═══ Entrées fournies

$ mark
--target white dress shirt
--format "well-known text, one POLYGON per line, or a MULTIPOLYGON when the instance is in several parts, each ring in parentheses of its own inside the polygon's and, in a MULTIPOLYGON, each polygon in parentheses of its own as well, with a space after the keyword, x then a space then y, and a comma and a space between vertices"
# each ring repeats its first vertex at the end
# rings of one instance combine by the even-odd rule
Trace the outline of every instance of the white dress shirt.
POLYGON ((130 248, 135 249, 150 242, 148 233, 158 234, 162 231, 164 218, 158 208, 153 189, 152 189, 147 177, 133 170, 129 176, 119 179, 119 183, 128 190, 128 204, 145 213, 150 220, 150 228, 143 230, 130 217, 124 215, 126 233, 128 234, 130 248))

══════

- _Objet de l'exercice_
Présentez toutes les lignes de l'entrée ci-dessus sous forme de liste numérotée, sans les lignes vides.

- _Réponse rédigée_
1. $ mark
2. --target white dress shirt
3. --format "well-known text, one POLYGON per line, or a MULTIPOLYGON when the instance is in several parts, each ring in parentheses of its own inside the polygon's and, in a MULTIPOLYGON, each polygon in parentheses of its own as well, with a space after the keyword, x then a space then y, and a comma and a space between vertices"
4. # each ring repeats its first vertex at the end
5. # rings of one instance combine by the even-odd rule
6. Trace the outline of every instance of the white dress shirt.
7. POLYGON ((130 248, 135 249, 150 242, 148 233, 158 234, 162 231, 164 218, 158 208, 153 189, 152 189, 147 177, 133 170, 129 176, 119 179, 119 183, 128 190, 128 204, 145 213, 150 220, 150 228, 143 230, 130 217, 124 215, 126 233, 128 234, 130 248))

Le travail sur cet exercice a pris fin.